> PROMPT: Print every entry word for word, but omit the pictures.

> SUPPLIED MATERIAL:

** start **

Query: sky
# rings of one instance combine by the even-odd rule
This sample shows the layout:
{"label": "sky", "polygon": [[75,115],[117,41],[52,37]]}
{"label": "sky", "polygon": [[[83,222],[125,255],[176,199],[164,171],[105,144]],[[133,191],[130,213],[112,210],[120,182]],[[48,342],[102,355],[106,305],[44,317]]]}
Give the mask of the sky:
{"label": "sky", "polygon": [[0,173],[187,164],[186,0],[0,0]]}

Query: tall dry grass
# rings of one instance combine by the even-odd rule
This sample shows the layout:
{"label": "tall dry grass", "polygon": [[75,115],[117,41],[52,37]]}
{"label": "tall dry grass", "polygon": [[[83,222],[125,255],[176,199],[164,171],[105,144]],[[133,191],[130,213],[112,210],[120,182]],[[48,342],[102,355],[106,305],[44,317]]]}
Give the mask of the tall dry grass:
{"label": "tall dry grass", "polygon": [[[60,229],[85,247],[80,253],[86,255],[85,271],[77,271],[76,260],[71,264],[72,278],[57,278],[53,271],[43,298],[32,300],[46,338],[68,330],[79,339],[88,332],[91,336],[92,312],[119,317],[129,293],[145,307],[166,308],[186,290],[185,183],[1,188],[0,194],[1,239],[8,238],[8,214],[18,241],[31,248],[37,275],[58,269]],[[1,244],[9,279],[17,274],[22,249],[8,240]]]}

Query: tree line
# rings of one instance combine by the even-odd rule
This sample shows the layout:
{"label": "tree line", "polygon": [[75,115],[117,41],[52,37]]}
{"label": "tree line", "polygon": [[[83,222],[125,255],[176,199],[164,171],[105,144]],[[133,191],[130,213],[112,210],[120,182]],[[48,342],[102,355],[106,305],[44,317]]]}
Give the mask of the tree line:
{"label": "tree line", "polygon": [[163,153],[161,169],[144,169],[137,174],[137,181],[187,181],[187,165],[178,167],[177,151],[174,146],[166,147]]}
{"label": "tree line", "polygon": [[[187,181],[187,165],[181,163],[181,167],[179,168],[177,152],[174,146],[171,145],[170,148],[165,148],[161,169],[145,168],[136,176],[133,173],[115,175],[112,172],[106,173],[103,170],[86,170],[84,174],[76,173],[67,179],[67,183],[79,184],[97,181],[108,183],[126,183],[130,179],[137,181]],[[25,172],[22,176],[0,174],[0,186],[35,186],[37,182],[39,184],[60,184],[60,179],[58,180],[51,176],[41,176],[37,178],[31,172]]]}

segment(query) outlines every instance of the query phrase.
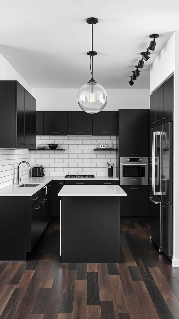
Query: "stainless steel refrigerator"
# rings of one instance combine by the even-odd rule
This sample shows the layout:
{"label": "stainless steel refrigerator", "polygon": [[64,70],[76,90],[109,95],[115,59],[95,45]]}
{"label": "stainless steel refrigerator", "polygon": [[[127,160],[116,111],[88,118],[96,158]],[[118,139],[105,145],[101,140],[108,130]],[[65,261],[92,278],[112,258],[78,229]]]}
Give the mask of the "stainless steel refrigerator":
{"label": "stainless steel refrigerator", "polygon": [[150,130],[149,212],[151,239],[172,255],[173,123]]}

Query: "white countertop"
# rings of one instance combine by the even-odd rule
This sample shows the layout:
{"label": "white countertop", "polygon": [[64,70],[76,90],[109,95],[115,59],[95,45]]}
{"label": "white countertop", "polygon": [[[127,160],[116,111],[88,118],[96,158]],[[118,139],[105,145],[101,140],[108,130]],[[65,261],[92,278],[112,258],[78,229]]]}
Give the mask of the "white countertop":
{"label": "white countertop", "polygon": [[126,196],[119,185],[64,185],[58,196]]}
{"label": "white countertop", "polygon": [[[109,177],[108,176],[95,176],[94,178],[65,178],[64,175],[62,176],[44,176],[41,177],[28,177],[23,180],[19,183],[19,185],[17,185],[16,184],[11,185],[0,189],[0,196],[31,196],[39,190],[42,187],[49,183],[51,181],[53,180],[59,181],[66,180],[118,180],[118,177],[116,176],[112,177]],[[19,187],[21,185],[23,184],[30,183],[31,184],[39,184],[39,185],[34,187]],[[69,185],[70,186],[70,185]],[[76,186],[77,185],[74,185]],[[80,186],[80,185],[79,185]],[[82,185],[83,187],[85,186]],[[90,185],[89,185],[90,186]],[[98,187],[104,185],[91,185],[94,187],[95,186]],[[112,186],[112,185],[111,185]],[[115,186],[115,185],[113,185]],[[116,185],[118,186],[118,185]]]}

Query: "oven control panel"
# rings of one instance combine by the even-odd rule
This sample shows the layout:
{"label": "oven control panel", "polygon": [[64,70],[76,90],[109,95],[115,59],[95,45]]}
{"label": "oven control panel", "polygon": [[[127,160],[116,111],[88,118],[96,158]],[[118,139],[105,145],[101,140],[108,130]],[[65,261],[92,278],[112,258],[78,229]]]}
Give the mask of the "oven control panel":
{"label": "oven control panel", "polygon": [[127,161],[129,163],[139,163],[141,160],[141,159],[136,158],[136,157],[130,157],[127,159]]}

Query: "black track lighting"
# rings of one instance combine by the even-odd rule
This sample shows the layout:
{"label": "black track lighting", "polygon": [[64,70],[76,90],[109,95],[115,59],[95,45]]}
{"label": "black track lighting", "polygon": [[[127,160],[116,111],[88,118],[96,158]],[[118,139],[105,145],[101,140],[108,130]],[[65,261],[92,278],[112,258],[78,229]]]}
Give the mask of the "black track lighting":
{"label": "black track lighting", "polygon": [[132,78],[133,81],[135,81],[137,79],[137,77],[135,74],[135,71],[132,71],[133,74],[132,77]]}
{"label": "black track lighting", "polygon": [[144,66],[144,61],[143,61],[143,58],[142,57],[142,58],[141,60],[139,60],[139,62],[138,63],[138,68],[140,68],[140,69],[142,69]]}
{"label": "black track lighting", "polygon": [[146,52],[141,52],[140,54],[142,56],[142,57],[145,61],[147,61],[150,58],[149,55],[150,54],[150,52],[148,52],[148,48],[147,48],[147,50]]}
{"label": "black track lighting", "polygon": [[155,41],[155,39],[158,38],[159,36],[159,34],[150,34],[149,36],[149,37],[151,39],[153,38],[153,41],[151,41],[148,47],[149,50],[150,50],[151,51],[154,51],[155,50],[155,46],[156,44],[156,42]]}
{"label": "black track lighting", "polygon": [[[131,76],[131,78],[132,78],[132,77]],[[133,84],[134,84],[134,82],[133,82],[132,78],[131,78],[130,80],[129,81],[129,83],[131,86],[133,85]]]}
{"label": "black track lighting", "polygon": [[139,75],[140,75],[140,72],[139,70],[138,70],[138,67],[137,65],[135,66],[135,68],[137,68],[136,70],[135,70],[135,74],[136,77],[138,77]]}

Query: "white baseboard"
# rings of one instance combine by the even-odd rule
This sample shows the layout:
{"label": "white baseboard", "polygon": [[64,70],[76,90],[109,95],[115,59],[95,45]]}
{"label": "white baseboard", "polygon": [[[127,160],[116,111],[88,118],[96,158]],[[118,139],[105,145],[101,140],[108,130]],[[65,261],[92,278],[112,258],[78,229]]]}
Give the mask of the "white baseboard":
{"label": "white baseboard", "polygon": [[172,266],[173,267],[179,267],[179,260],[175,260],[172,259]]}

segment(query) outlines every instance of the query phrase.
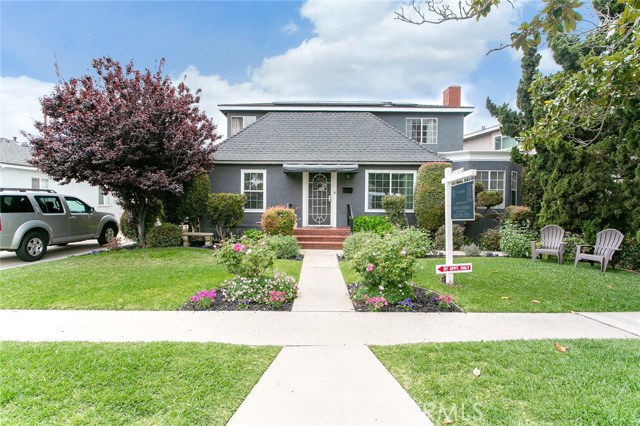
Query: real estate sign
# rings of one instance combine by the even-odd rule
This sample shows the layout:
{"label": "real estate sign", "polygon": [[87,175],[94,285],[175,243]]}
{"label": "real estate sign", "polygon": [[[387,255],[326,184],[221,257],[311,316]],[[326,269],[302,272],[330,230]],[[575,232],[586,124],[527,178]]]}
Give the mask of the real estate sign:
{"label": "real estate sign", "polygon": [[451,219],[475,220],[475,182],[466,182],[452,185],[451,187]]}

** end **

> TASK OUTPUT:
Query: sky
# rings of one instance combine by the even-odd rule
This sample shows the layout:
{"label": "sky", "polygon": [[75,115],[117,41],[52,37]]}
{"label": "sky", "polygon": [[[83,222],[125,255],[176,199],[164,171],[105,144]],[[133,191],[130,213],[112,210],[120,182]],[[48,342],[102,355],[106,305],[44,317]]]}
Give the mask of the sky:
{"label": "sky", "polygon": [[0,173],[187,164],[186,0],[0,0]]}

Query: tall dry grass
# rings of one instance combine by the even-odd rule
This sample shows the layout:
{"label": "tall dry grass", "polygon": [[75,115],[117,41],[52,37]]}
{"label": "tall dry grass", "polygon": [[[83,222],[125,255],[176,199],[164,171],[105,144]],[[133,191],[130,213],[112,210],[120,182]],[[48,342],[102,355],[106,305],[44,317]]]}
Give the mask of the tall dry grass:
{"label": "tall dry grass", "polygon": [[[60,229],[85,247],[80,253],[86,255],[85,271],[77,271],[76,260],[71,264],[72,278],[57,278],[53,271],[43,298],[32,300],[46,338],[68,330],[79,339],[88,332],[91,336],[92,312],[119,317],[129,293],[145,307],[166,308],[186,290],[185,183],[1,188],[0,194],[1,239],[8,238],[8,214],[18,241],[31,248],[37,275],[58,269]],[[1,244],[9,279],[17,274],[22,249],[8,240]]]}

Query: tree line
# rings of one instance combine by the even-odd rule
This sample shows the layout:
{"label": "tree line", "polygon": [[75,115],[117,41],[52,37]]}
{"label": "tree line", "polygon": [[[83,222],[125,255],[176,199],[164,171],[105,144]],[[133,191],[130,213],[112,210],[120,182]],[[48,342],[102,355],[106,305],[44,317]]]}
Give the mask of the tree line:
{"label": "tree line", "polygon": [[163,153],[161,169],[144,169],[137,174],[137,181],[187,181],[187,165],[178,167],[177,151],[174,146],[166,147]]}
{"label": "tree line", "polygon": [[[187,181],[187,165],[181,163],[181,167],[179,168],[177,152],[174,146],[171,145],[170,148],[165,148],[161,169],[145,168],[136,176],[133,173],[115,175],[112,172],[106,173],[103,170],[86,170],[84,174],[76,173],[67,179],[67,183],[79,184],[97,181],[108,183],[126,183],[130,179],[137,181]],[[25,172],[22,176],[0,174],[0,186],[35,186],[37,182],[39,184],[60,184],[60,179],[58,180],[51,176],[41,176],[37,178],[31,172]]]}

segment(query) outlines every instance of the query phrase.
Query: "stainless steel refrigerator"
# rings of one instance combine by the even-odd rule
This sample shows the layout:
{"label": "stainless steel refrigerator", "polygon": [[64,70],[76,90],[109,95],[115,59],[95,45]]}
{"label": "stainless steel refrigerator", "polygon": [[[127,160],[116,111],[88,118],[96,158]],[[118,139],[105,145],[101,140],[108,130]],[[65,261],[92,278],[112,258],[78,229]]]}
Give the mask of the "stainless steel refrigerator":
{"label": "stainless steel refrigerator", "polygon": [[150,130],[149,212],[151,239],[172,255],[173,123]]}

Query: "white countertop"
# rings of one instance combine by the even-odd rule
This sample shows the layout:
{"label": "white countertop", "polygon": [[64,70],[76,90],[109,95],[115,59],[95,45]]}
{"label": "white countertop", "polygon": [[[127,160],[116,111],[88,118],[96,158]],[[118,139],[105,145],[101,140],[108,130]],[[65,261],[92,278],[112,258],[78,229]]]}
Give the mask of the "white countertop":
{"label": "white countertop", "polygon": [[126,196],[119,185],[64,185],[58,196]]}
{"label": "white countertop", "polygon": [[[109,177],[108,176],[95,176],[94,178],[65,178],[64,175],[62,176],[44,176],[41,177],[28,177],[23,180],[19,183],[19,185],[17,185],[16,184],[11,185],[0,189],[0,196],[31,196],[39,190],[42,187],[49,183],[51,181],[53,180],[59,181],[66,180],[118,180],[118,177],[116,176],[112,177]],[[19,187],[21,185],[23,184],[30,183],[31,184],[39,184],[39,185],[34,187]],[[69,185],[70,186],[70,185]],[[76,186],[77,185],[74,185]],[[80,186],[80,185],[79,185]],[[82,185],[83,187],[85,186]],[[90,185],[89,185],[90,186]],[[98,187],[104,185],[91,185],[94,187],[95,186]],[[112,186],[112,185],[111,185]],[[115,186],[115,185],[113,185]],[[116,185],[118,186],[118,185]]]}

Query: "oven control panel"
# rings of one instance combine by the even-odd rule
This sample shows the layout:
{"label": "oven control panel", "polygon": [[64,70],[76,90],[109,95],[115,59],[95,45]]}
{"label": "oven control panel", "polygon": [[[127,160],[116,111],[88,118],[96,158]],[[118,139],[105,145],[101,140],[108,130]],[[65,261],[92,278],[112,258],[78,229]]]}
Give the mask of the "oven control panel":
{"label": "oven control panel", "polygon": [[127,161],[129,163],[139,163],[141,160],[141,159],[136,158],[136,157],[130,157],[127,159]]}

Query: "black track lighting"
# rings of one instance combine by the even-odd rule
This sample shows the layout:
{"label": "black track lighting", "polygon": [[64,70],[76,90],[109,95],[115,59],[95,45]]}
{"label": "black track lighting", "polygon": [[[127,160],[116,111],[88,118],[96,158]],[[118,139],[105,145],[101,140],[108,130]],[[65,261],[92,278],[112,258],[78,229]]]}
Give the mask of the "black track lighting":
{"label": "black track lighting", "polygon": [[132,78],[133,81],[135,81],[137,79],[137,77],[135,74],[135,71],[132,71],[133,74],[132,77]]}
{"label": "black track lighting", "polygon": [[144,66],[144,61],[143,61],[143,58],[142,57],[142,58],[141,60],[139,60],[139,62],[138,63],[138,68],[140,68],[140,69],[142,69]]}
{"label": "black track lighting", "polygon": [[146,52],[141,52],[140,54],[142,56],[142,57],[145,61],[147,61],[150,58],[149,55],[150,54],[150,52],[148,52],[148,48],[147,48],[147,50]]}
{"label": "black track lighting", "polygon": [[155,41],[155,39],[158,38],[159,36],[159,34],[150,34],[149,36],[149,37],[151,39],[153,38],[153,41],[151,41],[148,47],[149,50],[150,50],[151,51],[154,51],[155,50],[155,46],[156,44],[156,42]]}
{"label": "black track lighting", "polygon": [[[131,76],[131,78],[132,78],[132,77]],[[133,84],[134,84],[134,82],[133,82],[132,78],[131,78],[130,80],[129,81],[129,83],[131,86],[133,85]]]}
{"label": "black track lighting", "polygon": [[139,75],[140,75],[140,72],[139,70],[138,70],[138,67],[137,65],[135,66],[135,68],[137,68],[136,70],[135,70],[135,74],[136,77],[138,77]]}

Query: "white baseboard"
# rings of one instance combine by the even-odd rule
This sample shows the layout:
{"label": "white baseboard", "polygon": [[64,70],[76,90],[109,95],[115,59],[95,45]]}
{"label": "white baseboard", "polygon": [[[127,160],[116,111],[88,118],[96,158]],[[118,139],[105,145],[101,140],[108,130]],[[65,261],[92,278],[112,258],[78,229]]]}
Give the mask of the "white baseboard":
{"label": "white baseboard", "polygon": [[172,266],[173,267],[179,267],[179,260],[175,260],[172,259]]}

segment(query) outlines every instance of the query phrase.
Query: real estate sign
# rings of one instance combine by the even-odd rule
This sample shows the layout:
{"label": "real estate sign", "polygon": [[87,175],[94,285],[175,243]]}
{"label": "real estate sign", "polygon": [[[387,255],[326,184],[221,257],[311,316]],[[326,269],[302,272],[330,230]],[[575,232],[586,124],[527,178]]]}
Give the mask of the real estate sign:
{"label": "real estate sign", "polygon": [[451,219],[475,220],[475,182],[466,182],[452,185],[451,187]]}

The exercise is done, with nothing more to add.